(Records contained in a dataset)
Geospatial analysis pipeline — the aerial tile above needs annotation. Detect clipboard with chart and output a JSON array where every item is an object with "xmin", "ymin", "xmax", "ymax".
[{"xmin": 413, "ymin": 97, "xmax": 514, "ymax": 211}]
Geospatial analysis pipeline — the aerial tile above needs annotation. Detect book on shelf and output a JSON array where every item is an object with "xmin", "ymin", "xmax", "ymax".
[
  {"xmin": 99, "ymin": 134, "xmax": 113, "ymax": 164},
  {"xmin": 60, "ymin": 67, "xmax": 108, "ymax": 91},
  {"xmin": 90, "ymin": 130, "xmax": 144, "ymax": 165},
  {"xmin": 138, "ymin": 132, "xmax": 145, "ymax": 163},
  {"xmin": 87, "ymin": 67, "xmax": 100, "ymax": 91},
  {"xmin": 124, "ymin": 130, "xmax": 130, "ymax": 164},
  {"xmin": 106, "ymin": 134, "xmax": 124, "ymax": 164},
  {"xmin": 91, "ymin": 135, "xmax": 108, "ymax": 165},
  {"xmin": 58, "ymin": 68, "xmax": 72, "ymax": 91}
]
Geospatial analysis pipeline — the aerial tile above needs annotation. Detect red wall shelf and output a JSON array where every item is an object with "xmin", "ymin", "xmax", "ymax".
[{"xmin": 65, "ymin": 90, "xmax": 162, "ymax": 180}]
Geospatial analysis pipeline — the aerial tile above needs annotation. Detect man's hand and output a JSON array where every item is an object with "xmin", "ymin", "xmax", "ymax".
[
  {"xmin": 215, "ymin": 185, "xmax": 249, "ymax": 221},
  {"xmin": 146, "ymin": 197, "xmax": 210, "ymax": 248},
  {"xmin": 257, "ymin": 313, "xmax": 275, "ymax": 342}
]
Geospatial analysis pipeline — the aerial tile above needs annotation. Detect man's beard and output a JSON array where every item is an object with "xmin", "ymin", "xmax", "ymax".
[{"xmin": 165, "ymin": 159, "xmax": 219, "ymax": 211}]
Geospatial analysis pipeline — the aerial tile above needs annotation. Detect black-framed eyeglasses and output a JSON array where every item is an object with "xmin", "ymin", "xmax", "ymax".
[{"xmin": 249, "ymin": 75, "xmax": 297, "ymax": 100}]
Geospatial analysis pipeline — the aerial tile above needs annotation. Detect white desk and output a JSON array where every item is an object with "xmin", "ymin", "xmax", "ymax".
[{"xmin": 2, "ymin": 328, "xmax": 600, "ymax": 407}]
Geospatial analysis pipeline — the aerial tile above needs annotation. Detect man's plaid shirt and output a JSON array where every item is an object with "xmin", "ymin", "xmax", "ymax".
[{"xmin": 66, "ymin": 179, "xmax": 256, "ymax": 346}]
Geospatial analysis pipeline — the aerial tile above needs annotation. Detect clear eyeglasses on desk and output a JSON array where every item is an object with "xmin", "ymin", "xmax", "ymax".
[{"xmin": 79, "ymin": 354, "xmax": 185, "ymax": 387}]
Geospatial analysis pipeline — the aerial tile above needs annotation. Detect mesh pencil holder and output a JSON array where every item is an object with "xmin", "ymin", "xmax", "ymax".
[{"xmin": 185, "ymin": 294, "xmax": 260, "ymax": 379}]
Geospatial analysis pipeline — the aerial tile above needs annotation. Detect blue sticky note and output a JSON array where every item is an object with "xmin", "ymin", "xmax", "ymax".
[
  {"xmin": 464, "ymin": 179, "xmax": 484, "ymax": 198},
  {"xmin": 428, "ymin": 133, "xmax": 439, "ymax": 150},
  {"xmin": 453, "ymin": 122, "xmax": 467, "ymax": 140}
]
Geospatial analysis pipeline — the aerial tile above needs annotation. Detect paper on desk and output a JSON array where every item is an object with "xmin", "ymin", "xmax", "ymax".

* [Task to complete] Print each record again. Nothing may be left out.

* [Answer for this exercise]
Geospatial analysis pipeline — the aerial tile above needs annotation. Detect clipboard with chart and output a JSON array where every item is an object with "xmin", "ymin", "xmax", "ymax".
[{"xmin": 413, "ymin": 97, "xmax": 514, "ymax": 211}]
Geospatial analysis pipeline — the aerial tile above needs annotation. Detect book on shelf and output a JSON array where every item is an object with "xmin", "ymin", "xmax", "ymax".
[
  {"xmin": 99, "ymin": 134, "xmax": 113, "ymax": 164},
  {"xmin": 60, "ymin": 67, "xmax": 108, "ymax": 91},
  {"xmin": 90, "ymin": 130, "xmax": 144, "ymax": 165},
  {"xmin": 138, "ymin": 132, "xmax": 145, "ymax": 163},
  {"xmin": 87, "ymin": 67, "xmax": 100, "ymax": 91},
  {"xmin": 124, "ymin": 130, "xmax": 130, "ymax": 164},
  {"xmin": 106, "ymin": 134, "xmax": 124, "ymax": 164},
  {"xmin": 91, "ymin": 135, "xmax": 108, "ymax": 165},
  {"xmin": 58, "ymin": 68, "xmax": 72, "ymax": 91}
]
Geospatial analysis pipeline — the aerial tile above needs annotation. Detect red wall shelf and output a JSON array where every item is an object with "xmin", "ymin", "xmax", "ymax".
[{"xmin": 65, "ymin": 90, "xmax": 162, "ymax": 180}]
Geospatial analysis pipeline — the aerial tile above needs annotation. Detect man's hand and output a JSON array where every item is an object with "xmin", "ymin", "xmax", "ymax".
[
  {"xmin": 215, "ymin": 185, "xmax": 249, "ymax": 221},
  {"xmin": 146, "ymin": 197, "xmax": 210, "ymax": 248},
  {"xmin": 257, "ymin": 313, "xmax": 275, "ymax": 342}
]
Geospatial analysis pipeline — the aerial tile above needs annotation. Detect man's beard and output a JSON array where every item is an object with "xmin", "ymin", "xmax", "ymax".
[{"xmin": 165, "ymin": 159, "xmax": 219, "ymax": 211}]
Geospatial analysis pipeline — the aerial tile above needs annotation. Detect black-framed eyeglasses and output a JSON array where every item is an object with "xmin", "ymin", "xmax", "ymax".
[{"xmin": 249, "ymin": 75, "xmax": 297, "ymax": 100}]
Geospatial analysis pipeline — the aerial tile above needs annotation. Detect white desk and output a JSON array where every item is an object with "xmin", "ymin", "xmax", "ymax".
[{"xmin": 2, "ymin": 328, "xmax": 600, "ymax": 407}]
Geospatial analysis pipeline — the aerial tile above needs annotation. Detect man's plaid shirt and output a JSON array where every item is an object with "xmin", "ymin", "xmax", "ymax".
[{"xmin": 66, "ymin": 179, "xmax": 256, "ymax": 346}]
Geospatial analysis pipeline — the aerial tile above needs annotation. Detect clear eyeglasses on desk and output a JSON array where every item is an object with "xmin", "ymin", "xmax", "ymax".
[{"xmin": 79, "ymin": 354, "xmax": 185, "ymax": 387}]
Geospatial analysis pipeline — the aerial tile above needs annotation. Detect mesh pencil holder and output a JSON array where every item is an object with "xmin", "ymin", "xmax", "ymax".
[{"xmin": 185, "ymin": 294, "xmax": 260, "ymax": 379}]
Geospatial analysis pipeline — the aerial tile above needs annotation. Detect blue sticky note and output a JSON array where every item is an object with "xmin", "ymin", "xmax", "ymax".
[
  {"xmin": 464, "ymin": 179, "xmax": 484, "ymax": 198},
  {"xmin": 428, "ymin": 133, "xmax": 439, "ymax": 150},
  {"xmin": 453, "ymin": 122, "xmax": 467, "ymax": 140}
]
Geospatial analysis pipeline — the aerial tile above needs annotation. Detect paper on desk and output a JSON array where every item is an object with "xmin", "ymin", "xmax", "ymax".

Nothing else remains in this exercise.